That’s when she decided she had to do something to make a difference. She gathered the band together and set up a gig for the cause. In late March, the group played their first show to raise money for Ukrainian relief efforts at Waterfront Park.
That first Sunday in the park, they raised $600 in about three hours. They went back next Sunday, and the next, and raised another $1,000.
After some research, McLoud decided to send the cash to a nonprofit humanitarian aid fund called Baranova 27, based in New Jersey and founded by Ukrainian immigrants, the Chmerkovskiy family. The organization takes donations of money in addition to items like first-aid and medical supplies, tactical gear for soldiers, child care and baby items, and nonperishable food and sends them over to Ukraine.
In its first three weeks of operation, Baranova 27 collected more than 100 tons of essential goods and had to secure a warehouse for storage and distribution. Patrons can buy items right on the organization’s Amazon wish list if they so desire, or donate to the GoFundMe page.
“I can’t go and defend the country, but in my heart, I felt this is the only way for me to be helpful,” Sasha Chmerkovskiy said.

(Natural-language object grounding data)
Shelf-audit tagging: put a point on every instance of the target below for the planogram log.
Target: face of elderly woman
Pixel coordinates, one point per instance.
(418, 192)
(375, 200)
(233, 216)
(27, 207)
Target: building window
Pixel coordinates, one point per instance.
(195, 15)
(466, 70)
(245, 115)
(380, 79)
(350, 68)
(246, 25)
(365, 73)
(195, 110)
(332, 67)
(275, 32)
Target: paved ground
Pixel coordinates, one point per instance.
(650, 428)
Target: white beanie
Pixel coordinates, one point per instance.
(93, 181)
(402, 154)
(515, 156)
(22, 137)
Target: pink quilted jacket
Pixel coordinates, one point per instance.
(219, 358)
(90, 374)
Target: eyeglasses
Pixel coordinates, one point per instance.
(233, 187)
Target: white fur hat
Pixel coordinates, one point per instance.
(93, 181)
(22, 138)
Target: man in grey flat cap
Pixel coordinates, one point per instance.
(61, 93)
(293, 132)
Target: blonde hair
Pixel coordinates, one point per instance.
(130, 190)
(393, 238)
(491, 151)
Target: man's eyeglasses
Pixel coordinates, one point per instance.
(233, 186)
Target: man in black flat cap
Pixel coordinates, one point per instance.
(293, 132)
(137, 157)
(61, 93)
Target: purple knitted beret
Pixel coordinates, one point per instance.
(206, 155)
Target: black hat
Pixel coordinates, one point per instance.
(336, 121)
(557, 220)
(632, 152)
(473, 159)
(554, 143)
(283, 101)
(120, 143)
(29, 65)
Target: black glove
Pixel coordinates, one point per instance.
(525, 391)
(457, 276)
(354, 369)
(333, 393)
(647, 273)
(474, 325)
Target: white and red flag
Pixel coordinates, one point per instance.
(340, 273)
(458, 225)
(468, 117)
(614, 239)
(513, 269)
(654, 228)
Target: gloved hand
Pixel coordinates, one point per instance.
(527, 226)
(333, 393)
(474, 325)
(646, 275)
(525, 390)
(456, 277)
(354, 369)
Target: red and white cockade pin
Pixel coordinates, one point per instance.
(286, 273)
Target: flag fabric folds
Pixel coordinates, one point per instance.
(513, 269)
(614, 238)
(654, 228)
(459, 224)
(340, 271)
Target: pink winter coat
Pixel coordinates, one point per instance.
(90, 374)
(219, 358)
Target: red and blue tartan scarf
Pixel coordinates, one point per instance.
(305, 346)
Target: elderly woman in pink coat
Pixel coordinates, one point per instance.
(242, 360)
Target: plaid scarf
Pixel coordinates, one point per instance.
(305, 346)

Problems to solve:
1: Answer these questions from the fundraiser article:
(a) Where did the group play its first show to raise money for Ukrainian relief efforts?
(b) How much money did the group raise on that first Sunday in the park?
(c) How much in essential goods did Baranova 27 collect in its first three weeks of operation?
2: According to the fundraiser article, why did Sasha Chmerkovskiy feel that this work was the only way to be helpful? Answer in one to three sentences.
3: Return the part of the fundraiser article that opens with the words "After some research, McLoud" and closes with "Sasha Chmerkovskiy said.", copying it word for word.

Expected results:
1:
(a) At Waterfront Park.
(b) $600, in about three hours.
(c) More than 100 tons.

2: Sasha Chmerkovskiy could not go and defend the country. Helping through Baranova 27 therefore felt like the only way to be helpful.

3:
After some research, McLoud decided to send the cash to a nonprofit humanitarian aid fund called Baranova 27, based in New Jersey and founded by Ukrainian immigrants, the Chmerkovskiy family. The organization takes donations of money in addition to items like first-aid and medical supplies, tactical gear for soldiers, child care and baby items, and nonperishable food and sends them over to Ukraine.
In its first three weeks of operation, Baranova 27 collected more than 100 tons of essential goods and had to secure a warehouse for storage and distribution. Patrons can buy items right on the organization’s Amazon wish list if they so desire, or donate to the GoFundMe page.
“I can’t go and defend the country, but in my heart, I felt this is the only way for me to be helpful,” Sasha Chmerkovskiy said.